(Excerpts of pointing data)
:::::

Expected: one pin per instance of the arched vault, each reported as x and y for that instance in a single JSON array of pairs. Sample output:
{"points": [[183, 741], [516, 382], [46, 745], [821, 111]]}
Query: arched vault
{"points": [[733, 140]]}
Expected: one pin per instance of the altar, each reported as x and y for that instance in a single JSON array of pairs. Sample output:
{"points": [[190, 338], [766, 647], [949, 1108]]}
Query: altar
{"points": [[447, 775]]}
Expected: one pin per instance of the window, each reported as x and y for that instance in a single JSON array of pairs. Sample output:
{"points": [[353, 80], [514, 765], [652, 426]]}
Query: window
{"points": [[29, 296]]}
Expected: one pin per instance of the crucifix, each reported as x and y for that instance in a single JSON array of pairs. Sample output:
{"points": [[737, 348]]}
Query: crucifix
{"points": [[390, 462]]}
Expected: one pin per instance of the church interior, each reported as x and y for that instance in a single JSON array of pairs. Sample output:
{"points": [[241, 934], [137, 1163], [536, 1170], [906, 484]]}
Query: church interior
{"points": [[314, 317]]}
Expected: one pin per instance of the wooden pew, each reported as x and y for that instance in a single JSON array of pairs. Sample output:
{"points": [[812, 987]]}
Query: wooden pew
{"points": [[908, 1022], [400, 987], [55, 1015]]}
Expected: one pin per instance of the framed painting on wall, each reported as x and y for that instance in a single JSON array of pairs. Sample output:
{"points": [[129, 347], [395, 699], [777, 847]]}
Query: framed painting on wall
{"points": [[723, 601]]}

:::::

* [Given task]: Retype the records that precede this task, keeping them exactly the same.

* [Answer in full]:
Expected: one pin per instance of the arched vault, each reported as x and y for that instance in a single JSON array of pairs. Sample output:
{"points": [[183, 741], [516, 382], [46, 745], [821, 111]]}
Query: arched vault
{"points": [[733, 140]]}
Expected: one pin per instance of the altar, each reported as x and y for that instance in a single JSON array of pairs. Sample output:
{"points": [[190, 338], [766, 647], [949, 1108]]}
Query: altar
{"points": [[447, 775]]}
Expected: one pin per instance of the window, each reported as x and y for that instance in a single JSON array of pairs. Sample output:
{"points": [[353, 80], [514, 765], [652, 426]]}
Query: window
{"points": [[29, 296]]}
Expected: one pin per instance of the crucifix, each reported as x and y for that instance in a single JSON array of pairs. Sample output:
{"points": [[737, 348]]}
Query: crucifix
{"points": [[390, 462]]}
Expected: one pin per instance of the church interior, each reported as x and y for that instance in a single JSON array of pairs. Sample output:
{"points": [[241, 934], [137, 1163], [536, 1170], [906, 484]]}
Query: church interior
{"points": [[314, 317]]}
Expected: one pin per instance of the wooden pew, each reported as x and y for that instance in a single JSON array of pairs. Sample output:
{"points": [[812, 987]]}
Query: wooden pew
{"points": [[908, 1022], [400, 987], [55, 1015]]}
Expected: one pin per instance of the framed painting on wall, each reported as x and y for that instance in a single JSON array of pairs. Sample output:
{"points": [[129, 347], [395, 699], [777, 847]]}
Query: framed painting on wall
{"points": [[723, 601]]}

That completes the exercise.